■ Compiti da svolgere ■
A) Nell'estratto sulla rappresentanza dell'Europa, sostituisci "poltrona" con "sedia" e riscrivi il tratto tra "Eccoci al terzo, decisivo" e "divanetto di coda.", estremi inclusi.
B) Rispondi a queste domande sull'estratto:
(i) In quale città si disputerebbe la battaglia pro forma?
(ii) Quali due elementi direbbero Francia?
(iii) Chi finirebbe per imporre la formula due più due?

■ Estratto del documento ■
*-*-*
Eccoci al terzo, decisivo scontro: chi parla per l’Europa? La battaglia si disputerebbe in teatri paralleli. Pro forma a Bruxelles, dove presidente del Consiglio europeo e presidente della Commissione si adatterebbero infine a uno strapuntino per ciascuno. Pro substantia fra Berlino e Parigi, con Roma, Madrid e Varsavia a litigare sul numero dei rispettivi auditori. Economia, demografia e influenza internazionale inclinerebbero la bilancia verso la Merkel. Bomba atomica e residuo impero transcontinentale direbbero Francia. Eppoi Hollande non vorrebbe rinunciare alla soddisfazione di sedere lì dove non poté de Gaulle. Cinesi, americani e russi finirebbero per gentilmente imporci la formula due più due. Stringendosi un po’, Merkel e Hollande occuperebbero insieme un’ampia poltrona di prima fila, con Tusk e Juncker appollaiati sull’annesso divanetto di coda.
*-*-*
■ Dati forniti ■
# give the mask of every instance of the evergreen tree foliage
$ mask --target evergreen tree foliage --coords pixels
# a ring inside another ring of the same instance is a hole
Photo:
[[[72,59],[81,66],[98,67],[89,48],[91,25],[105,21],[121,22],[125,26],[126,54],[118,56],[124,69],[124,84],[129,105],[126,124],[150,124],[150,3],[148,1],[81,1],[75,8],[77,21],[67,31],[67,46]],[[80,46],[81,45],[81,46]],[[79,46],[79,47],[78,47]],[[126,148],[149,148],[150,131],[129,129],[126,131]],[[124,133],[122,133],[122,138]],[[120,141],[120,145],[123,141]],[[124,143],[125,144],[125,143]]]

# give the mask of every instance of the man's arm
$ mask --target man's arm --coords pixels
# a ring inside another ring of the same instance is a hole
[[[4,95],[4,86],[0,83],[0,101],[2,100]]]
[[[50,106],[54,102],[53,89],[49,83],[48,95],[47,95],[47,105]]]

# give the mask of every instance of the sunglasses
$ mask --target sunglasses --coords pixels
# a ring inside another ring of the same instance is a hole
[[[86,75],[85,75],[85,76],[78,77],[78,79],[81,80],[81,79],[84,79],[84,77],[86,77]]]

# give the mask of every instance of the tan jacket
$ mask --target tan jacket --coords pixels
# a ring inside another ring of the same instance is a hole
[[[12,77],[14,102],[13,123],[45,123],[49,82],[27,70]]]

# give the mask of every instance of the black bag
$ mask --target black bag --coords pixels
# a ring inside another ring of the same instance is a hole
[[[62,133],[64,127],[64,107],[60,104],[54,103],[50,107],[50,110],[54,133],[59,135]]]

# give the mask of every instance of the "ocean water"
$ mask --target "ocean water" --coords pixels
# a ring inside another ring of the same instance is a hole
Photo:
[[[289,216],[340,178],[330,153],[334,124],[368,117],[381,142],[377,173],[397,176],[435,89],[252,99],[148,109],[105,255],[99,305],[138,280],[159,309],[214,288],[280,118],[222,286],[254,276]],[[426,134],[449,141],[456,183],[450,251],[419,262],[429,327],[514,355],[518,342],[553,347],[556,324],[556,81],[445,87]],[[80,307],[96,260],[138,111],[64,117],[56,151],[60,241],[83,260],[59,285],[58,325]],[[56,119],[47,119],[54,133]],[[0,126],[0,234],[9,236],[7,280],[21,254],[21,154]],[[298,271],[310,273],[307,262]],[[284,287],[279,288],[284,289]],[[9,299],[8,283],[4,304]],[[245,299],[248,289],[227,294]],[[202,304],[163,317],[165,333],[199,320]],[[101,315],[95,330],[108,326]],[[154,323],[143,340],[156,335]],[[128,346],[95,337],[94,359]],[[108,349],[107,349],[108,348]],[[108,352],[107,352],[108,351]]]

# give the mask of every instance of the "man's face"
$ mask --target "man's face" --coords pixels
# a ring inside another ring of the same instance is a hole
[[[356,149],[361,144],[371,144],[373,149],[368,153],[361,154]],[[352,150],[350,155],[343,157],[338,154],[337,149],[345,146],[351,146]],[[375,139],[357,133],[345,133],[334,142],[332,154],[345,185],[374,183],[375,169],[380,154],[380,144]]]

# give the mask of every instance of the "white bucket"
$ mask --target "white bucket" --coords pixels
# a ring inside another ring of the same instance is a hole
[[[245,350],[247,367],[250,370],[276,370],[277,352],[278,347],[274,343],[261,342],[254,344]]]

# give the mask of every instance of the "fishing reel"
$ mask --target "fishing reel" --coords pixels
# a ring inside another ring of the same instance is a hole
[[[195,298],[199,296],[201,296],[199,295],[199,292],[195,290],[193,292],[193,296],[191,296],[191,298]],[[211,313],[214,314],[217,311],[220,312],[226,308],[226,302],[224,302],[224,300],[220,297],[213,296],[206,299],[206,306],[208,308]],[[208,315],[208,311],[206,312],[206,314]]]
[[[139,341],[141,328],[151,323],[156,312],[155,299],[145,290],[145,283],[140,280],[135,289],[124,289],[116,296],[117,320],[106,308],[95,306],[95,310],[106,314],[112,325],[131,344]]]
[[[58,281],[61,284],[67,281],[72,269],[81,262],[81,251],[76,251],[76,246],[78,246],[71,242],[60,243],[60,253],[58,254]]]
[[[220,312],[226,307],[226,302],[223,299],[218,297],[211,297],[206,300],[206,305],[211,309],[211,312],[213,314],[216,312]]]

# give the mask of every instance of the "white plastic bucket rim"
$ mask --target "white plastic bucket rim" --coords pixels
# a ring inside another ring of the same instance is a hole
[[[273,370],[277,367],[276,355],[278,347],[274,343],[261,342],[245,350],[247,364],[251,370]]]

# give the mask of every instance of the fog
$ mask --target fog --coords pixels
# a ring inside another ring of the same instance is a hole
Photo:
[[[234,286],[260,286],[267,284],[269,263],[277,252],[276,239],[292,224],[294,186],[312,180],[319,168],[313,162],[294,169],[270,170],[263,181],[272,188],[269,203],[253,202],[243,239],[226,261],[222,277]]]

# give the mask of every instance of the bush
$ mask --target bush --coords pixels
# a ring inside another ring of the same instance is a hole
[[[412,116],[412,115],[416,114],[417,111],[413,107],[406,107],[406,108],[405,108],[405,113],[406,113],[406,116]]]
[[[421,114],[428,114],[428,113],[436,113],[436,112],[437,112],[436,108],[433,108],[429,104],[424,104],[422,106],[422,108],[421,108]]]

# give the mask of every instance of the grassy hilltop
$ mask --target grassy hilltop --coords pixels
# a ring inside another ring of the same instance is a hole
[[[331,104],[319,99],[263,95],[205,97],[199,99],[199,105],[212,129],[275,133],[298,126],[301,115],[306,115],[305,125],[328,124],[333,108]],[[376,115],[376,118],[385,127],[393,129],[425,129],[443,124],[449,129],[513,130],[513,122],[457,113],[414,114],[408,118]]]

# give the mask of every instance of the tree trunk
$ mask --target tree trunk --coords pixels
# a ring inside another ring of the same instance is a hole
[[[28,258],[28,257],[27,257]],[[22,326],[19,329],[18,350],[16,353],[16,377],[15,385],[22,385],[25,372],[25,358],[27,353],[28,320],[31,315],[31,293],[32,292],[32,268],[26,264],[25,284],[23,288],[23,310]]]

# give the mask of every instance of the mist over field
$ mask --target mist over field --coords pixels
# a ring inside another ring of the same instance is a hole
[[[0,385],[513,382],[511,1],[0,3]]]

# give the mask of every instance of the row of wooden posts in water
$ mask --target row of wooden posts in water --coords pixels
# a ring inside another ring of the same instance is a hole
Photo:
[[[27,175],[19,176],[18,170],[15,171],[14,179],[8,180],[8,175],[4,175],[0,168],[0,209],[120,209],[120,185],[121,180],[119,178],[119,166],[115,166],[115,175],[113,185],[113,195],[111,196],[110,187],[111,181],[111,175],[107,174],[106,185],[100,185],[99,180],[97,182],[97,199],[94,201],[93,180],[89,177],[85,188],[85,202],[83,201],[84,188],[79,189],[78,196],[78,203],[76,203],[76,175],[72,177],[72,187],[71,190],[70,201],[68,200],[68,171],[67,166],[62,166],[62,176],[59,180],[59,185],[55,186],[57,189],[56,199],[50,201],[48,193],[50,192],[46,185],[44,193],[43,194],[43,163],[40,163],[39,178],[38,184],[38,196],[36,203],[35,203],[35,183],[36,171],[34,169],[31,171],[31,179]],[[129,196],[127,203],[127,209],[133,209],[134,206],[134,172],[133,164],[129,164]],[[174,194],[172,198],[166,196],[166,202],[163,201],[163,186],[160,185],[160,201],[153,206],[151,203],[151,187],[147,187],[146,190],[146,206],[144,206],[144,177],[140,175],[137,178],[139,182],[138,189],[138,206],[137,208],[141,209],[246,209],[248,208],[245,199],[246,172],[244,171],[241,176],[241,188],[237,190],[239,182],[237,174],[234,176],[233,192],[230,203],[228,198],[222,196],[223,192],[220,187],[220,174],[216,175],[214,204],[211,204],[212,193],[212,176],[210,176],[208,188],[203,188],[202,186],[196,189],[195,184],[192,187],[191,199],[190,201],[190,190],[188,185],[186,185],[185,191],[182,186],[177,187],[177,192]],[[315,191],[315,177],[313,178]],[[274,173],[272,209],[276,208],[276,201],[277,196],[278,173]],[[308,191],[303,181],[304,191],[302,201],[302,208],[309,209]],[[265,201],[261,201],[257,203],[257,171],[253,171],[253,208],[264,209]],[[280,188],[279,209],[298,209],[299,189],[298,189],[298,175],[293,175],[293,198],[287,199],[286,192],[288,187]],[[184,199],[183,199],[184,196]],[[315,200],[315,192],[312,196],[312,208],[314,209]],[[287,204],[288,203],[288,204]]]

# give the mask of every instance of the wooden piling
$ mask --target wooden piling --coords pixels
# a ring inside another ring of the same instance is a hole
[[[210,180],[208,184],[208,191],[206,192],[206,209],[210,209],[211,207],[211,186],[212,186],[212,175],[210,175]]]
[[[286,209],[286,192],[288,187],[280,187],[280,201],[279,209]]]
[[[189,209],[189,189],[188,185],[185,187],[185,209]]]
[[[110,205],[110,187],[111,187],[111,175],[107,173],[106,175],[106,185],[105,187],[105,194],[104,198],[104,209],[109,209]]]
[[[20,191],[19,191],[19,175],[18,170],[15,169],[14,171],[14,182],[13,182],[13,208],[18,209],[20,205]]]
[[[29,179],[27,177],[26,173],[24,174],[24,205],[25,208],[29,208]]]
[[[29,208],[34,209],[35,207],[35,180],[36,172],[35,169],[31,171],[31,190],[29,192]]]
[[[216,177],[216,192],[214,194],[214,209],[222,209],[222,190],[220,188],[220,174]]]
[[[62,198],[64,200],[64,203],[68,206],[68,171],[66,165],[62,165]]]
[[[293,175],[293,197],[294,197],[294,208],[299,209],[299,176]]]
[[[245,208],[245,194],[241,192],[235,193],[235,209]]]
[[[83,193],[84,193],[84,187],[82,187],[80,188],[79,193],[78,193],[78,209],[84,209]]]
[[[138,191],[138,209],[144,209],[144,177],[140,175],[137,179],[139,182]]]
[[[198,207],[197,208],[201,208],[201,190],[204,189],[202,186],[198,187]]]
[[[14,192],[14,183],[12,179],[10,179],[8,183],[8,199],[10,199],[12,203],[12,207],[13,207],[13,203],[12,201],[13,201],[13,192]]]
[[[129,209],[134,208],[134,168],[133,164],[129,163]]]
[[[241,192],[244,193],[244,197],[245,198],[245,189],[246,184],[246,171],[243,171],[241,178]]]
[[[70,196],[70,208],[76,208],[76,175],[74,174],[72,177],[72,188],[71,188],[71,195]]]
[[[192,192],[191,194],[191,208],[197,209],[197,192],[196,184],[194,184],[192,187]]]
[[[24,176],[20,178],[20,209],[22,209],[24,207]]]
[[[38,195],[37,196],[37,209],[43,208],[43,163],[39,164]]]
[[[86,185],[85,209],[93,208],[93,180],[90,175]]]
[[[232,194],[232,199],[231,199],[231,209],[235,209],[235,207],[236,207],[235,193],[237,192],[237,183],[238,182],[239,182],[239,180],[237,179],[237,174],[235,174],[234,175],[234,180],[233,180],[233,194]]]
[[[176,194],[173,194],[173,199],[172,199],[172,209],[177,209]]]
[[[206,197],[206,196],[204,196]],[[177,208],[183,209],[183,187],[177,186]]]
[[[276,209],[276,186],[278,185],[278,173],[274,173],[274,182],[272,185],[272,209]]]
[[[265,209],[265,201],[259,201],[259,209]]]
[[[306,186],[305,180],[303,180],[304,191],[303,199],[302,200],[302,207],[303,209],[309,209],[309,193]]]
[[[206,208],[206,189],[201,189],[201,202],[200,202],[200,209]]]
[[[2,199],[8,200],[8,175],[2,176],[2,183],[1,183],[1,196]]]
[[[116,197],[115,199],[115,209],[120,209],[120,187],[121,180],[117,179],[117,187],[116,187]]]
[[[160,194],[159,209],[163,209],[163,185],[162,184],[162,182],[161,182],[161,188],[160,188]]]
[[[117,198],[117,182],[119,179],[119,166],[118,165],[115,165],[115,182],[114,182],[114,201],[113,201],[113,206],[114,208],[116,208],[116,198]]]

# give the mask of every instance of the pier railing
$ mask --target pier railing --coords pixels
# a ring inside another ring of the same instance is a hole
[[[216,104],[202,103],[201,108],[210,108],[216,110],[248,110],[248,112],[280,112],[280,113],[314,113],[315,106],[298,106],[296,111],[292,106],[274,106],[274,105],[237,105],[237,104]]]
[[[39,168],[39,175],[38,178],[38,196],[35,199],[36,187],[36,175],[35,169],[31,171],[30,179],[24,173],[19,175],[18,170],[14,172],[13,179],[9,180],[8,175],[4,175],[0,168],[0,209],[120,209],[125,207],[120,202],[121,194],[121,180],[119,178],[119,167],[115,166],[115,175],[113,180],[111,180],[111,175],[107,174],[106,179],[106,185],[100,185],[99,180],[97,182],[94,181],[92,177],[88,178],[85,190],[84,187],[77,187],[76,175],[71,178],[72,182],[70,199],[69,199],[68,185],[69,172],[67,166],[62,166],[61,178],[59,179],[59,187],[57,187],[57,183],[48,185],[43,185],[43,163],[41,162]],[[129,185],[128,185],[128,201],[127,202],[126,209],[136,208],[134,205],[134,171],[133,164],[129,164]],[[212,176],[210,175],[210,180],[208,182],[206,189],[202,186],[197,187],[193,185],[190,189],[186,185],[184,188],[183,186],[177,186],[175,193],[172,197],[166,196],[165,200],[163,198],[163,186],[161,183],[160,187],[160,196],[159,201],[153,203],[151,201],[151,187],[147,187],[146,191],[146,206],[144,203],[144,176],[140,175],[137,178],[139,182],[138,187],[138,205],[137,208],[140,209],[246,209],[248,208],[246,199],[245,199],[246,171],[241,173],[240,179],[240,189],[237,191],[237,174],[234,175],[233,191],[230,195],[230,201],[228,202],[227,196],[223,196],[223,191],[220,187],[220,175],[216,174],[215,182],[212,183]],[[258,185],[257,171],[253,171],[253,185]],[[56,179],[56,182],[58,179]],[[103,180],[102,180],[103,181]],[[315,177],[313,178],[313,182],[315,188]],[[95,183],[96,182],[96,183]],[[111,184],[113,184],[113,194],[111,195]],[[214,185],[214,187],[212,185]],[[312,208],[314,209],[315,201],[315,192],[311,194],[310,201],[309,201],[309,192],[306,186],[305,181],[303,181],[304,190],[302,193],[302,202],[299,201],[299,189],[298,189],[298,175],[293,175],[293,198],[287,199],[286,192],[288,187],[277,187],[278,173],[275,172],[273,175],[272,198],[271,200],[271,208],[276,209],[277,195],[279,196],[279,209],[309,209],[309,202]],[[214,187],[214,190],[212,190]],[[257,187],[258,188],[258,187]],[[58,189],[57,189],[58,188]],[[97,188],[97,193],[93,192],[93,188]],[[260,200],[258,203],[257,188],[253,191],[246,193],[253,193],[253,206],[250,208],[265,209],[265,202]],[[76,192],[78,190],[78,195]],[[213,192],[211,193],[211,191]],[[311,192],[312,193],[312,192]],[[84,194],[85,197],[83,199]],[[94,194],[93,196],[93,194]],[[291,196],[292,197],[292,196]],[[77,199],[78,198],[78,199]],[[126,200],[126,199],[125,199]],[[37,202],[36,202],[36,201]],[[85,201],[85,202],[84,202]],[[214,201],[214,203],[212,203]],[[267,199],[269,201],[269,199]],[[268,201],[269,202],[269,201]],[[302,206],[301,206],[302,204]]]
*-*-*
■ Soluzioni dei compiti ■
A)
Eccoci al terzo, decisivo scontro: chi parla per l’Europa? La battaglia si disputerebbe in teatri paralleli. Pro forma a Bruxelles, dove presidente del Consiglio europeo e presidente della Commissione si adatterebbero infine a uno strapuntino per ciascuno. Pro substantia fra Berlino e Parigi, con Roma, Madrid e Varsavia a litigare sul numero dei rispettivi auditori. Economia, demografia e influenza internazionale inclinerebbero la bilancia verso la Merkel. Bomba atomica e residuo impero transcontinentale direbbero Francia. Eppoi Hollande non vorrebbe rinunciare alla soddisfazione di sedere lì dove non poté de Gaulle. Cinesi, americani e russi finirebbero per gentilmente imporci la formula due più due. Stringendosi un po’, Merkel e Hollande occuperebbero insieme un’ampia sedia di prima fila, con Tusk e Juncker appollaiati sull’annesso divanetto di coda.

B)
(i) A Bruxelles.
(ii) La bomba atomica e il residuo impero transcontinentale.
(iii) Cinesi, americani e russi.